### Task instructions
The entries below should be quoted exactly, with no pictures carried over.

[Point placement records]
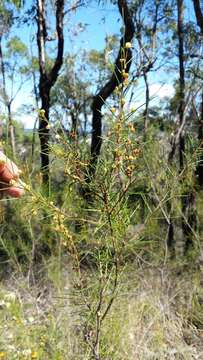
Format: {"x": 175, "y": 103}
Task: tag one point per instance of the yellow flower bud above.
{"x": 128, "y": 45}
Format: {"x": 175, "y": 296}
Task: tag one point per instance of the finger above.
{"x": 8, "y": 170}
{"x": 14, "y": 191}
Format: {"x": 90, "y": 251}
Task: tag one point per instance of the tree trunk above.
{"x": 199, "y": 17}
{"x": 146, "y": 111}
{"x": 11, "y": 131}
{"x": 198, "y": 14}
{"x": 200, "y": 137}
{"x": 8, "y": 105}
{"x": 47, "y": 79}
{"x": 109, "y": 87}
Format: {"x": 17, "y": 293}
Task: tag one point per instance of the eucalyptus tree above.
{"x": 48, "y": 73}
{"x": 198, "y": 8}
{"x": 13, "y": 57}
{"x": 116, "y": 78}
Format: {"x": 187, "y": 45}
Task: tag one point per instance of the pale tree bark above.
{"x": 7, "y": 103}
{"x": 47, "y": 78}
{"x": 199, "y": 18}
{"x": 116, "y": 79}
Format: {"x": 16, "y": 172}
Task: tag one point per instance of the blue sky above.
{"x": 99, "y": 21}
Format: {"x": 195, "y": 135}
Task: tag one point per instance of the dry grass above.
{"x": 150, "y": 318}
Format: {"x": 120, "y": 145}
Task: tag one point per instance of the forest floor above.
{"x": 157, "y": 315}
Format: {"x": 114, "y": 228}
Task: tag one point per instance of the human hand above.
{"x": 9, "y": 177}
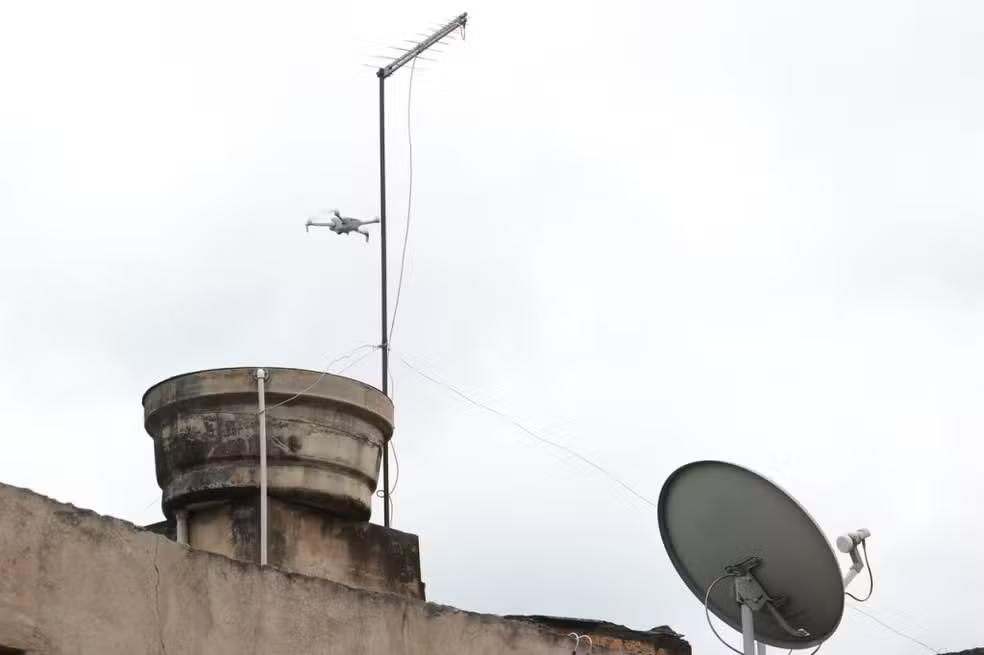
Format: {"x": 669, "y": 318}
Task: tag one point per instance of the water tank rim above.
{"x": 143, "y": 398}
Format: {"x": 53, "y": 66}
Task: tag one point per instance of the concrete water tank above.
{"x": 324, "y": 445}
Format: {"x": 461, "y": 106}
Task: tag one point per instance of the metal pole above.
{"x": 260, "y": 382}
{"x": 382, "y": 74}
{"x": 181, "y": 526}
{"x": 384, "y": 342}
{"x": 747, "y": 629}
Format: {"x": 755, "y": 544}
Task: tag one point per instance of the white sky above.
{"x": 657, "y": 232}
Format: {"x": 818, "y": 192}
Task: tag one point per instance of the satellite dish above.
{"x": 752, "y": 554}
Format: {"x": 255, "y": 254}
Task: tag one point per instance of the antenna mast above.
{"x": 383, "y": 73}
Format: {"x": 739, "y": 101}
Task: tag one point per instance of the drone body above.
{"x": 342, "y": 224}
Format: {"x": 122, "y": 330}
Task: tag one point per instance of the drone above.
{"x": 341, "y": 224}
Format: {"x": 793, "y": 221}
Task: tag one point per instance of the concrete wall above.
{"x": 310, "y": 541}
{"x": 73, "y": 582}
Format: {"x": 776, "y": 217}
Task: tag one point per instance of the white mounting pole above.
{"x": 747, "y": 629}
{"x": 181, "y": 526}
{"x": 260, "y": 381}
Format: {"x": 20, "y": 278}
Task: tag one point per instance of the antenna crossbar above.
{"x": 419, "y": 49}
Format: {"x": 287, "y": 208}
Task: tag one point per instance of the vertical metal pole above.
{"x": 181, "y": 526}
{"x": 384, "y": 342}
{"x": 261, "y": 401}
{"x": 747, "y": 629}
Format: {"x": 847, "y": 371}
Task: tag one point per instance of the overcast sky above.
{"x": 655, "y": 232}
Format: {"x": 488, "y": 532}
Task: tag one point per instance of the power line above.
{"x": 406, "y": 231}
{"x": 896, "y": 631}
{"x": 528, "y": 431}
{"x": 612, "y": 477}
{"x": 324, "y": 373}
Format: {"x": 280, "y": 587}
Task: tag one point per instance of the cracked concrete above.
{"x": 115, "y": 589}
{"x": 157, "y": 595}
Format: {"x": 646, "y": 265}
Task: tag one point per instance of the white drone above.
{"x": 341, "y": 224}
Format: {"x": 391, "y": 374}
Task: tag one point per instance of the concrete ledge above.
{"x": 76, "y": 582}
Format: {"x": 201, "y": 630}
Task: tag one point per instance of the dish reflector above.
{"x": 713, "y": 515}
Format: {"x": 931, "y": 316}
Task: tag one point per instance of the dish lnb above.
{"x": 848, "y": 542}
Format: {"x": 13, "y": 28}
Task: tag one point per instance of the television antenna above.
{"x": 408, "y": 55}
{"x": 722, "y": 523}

### Complete answer
Format: {"x": 175, "y": 103}
Task: tag one point per instance of the yellow flower bud above.
{"x": 128, "y": 45}
Format: {"x": 175, "y": 296}
Task: tag one point per instance of the finger above.
{"x": 8, "y": 170}
{"x": 14, "y": 191}
Format: {"x": 90, "y": 251}
Task: tag one point per instance of the tree trunk above.
{"x": 199, "y": 17}
{"x": 146, "y": 111}
{"x": 11, "y": 131}
{"x": 198, "y": 14}
{"x": 200, "y": 137}
{"x": 8, "y": 105}
{"x": 47, "y": 79}
{"x": 109, "y": 87}
Format: {"x": 17, "y": 293}
Task: tag one point per instance of the eucalyptus tree above.
{"x": 48, "y": 73}
{"x": 198, "y": 8}
{"x": 13, "y": 57}
{"x": 116, "y": 78}
Format: {"x": 187, "y": 45}
Task: tag one point per instance of the pale tree bark above.
{"x": 7, "y": 103}
{"x": 47, "y": 78}
{"x": 199, "y": 18}
{"x": 116, "y": 79}
Format: {"x": 16, "y": 172}
Task: tag one point per instance of the blue sky above.
{"x": 99, "y": 21}
Format: {"x": 195, "y": 135}
Task: tag one point per instance of the dry grass above.
{"x": 150, "y": 318}
Format: {"x": 120, "y": 145}
Task: tag one point per instance of the forest floor above.
{"x": 157, "y": 315}
Format: {"x": 114, "y": 228}
Task: tag one point per instance of the human hand above.
{"x": 9, "y": 177}
Format: {"x": 669, "y": 318}
Task: tag one point per instance of the water tank rim above.
{"x": 143, "y": 398}
Format: {"x": 53, "y": 66}
Task: tag one point per instance of the concrete water tank above.
{"x": 324, "y": 445}
Format: {"x": 461, "y": 106}
Task: tag one point per instance of the metal pole above.
{"x": 260, "y": 382}
{"x": 382, "y": 74}
{"x": 181, "y": 526}
{"x": 384, "y": 342}
{"x": 747, "y": 629}
Format: {"x": 755, "y": 544}
Task: tag one point per instance of the white sky above.
{"x": 657, "y": 232}
Format: {"x": 818, "y": 192}
Task: tag one point per instance of the satellite dish above.
{"x": 752, "y": 554}
Format: {"x": 255, "y": 254}
Task: tag one point per instance of the antenna mast above.
{"x": 383, "y": 73}
Format: {"x": 739, "y": 101}
Task: tag one point per instance of the drone body above.
{"x": 342, "y": 224}
Format: {"x": 122, "y": 330}
Task: tag one point per instance of the drone above.
{"x": 341, "y": 224}
Format: {"x": 793, "y": 221}
Task: tag one point per instance of the concrete wall above.
{"x": 310, "y": 541}
{"x": 73, "y": 582}
Format: {"x": 776, "y": 217}
Task: tag one point per instance of the white mounting pole above.
{"x": 747, "y": 629}
{"x": 181, "y": 526}
{"x": 260, "y": 381}
Format: {"x": 20, "y": 278}
Task: tag one point per instance of the antenna crossbar above.
{"x": 419, "y": 49}
Format: {"x": 287, "y": 208}
Task: tag one point per instance of the vertical metal pole above.
{"x": 181, "y": 526}
{"x": 384, "y": 342}
{"x": 261, "y": 401}
{"x": 747, "y": 629}
Format: {"x": 847, "y": 371}
Task: tag one point per instance of the overcast sky above.
{"x": 655, "y": 232}
Format: {"x": 488, "y": 532}
Task: tag one point per instance of the power line above.
{"x": 406, "y": 231}
{"x": 896, "y": 631}
{"x": 528, "y": 431}
{"x": 612, "y": 477}
{"x": 324, "y": 373}
Format: {"x": 280, "y": 587}
Task: tag one point per instance of the cracked concrete above.
{"x": 115, "y": 589}
{"x": 157, "y": 595}
Format: {"x": 646, "y": 265}
Task: tag one point per instance of the white drone above.
{"x": 341, "y": 224}
Format: {"x": 391, "y": 374}
Task: tag one point per instance of the concrete ledge above.
{"x": 76, "y": 582}
Format: {"x": 201, "y": 630}
Task: tag one point per instance of the dish reflector above.
{"x": 713, "y": 515}
Format: {"x": 931, "y": 316}
Task: tag one point per instance of the dish lnb above.
{"x": 848, "y": 542}
Format: {"x": 13, "y": 28}
Task: tag one point per instance of the television antenna above.
{"x": 408, "y": 55}
{"x": 722, "y": 523}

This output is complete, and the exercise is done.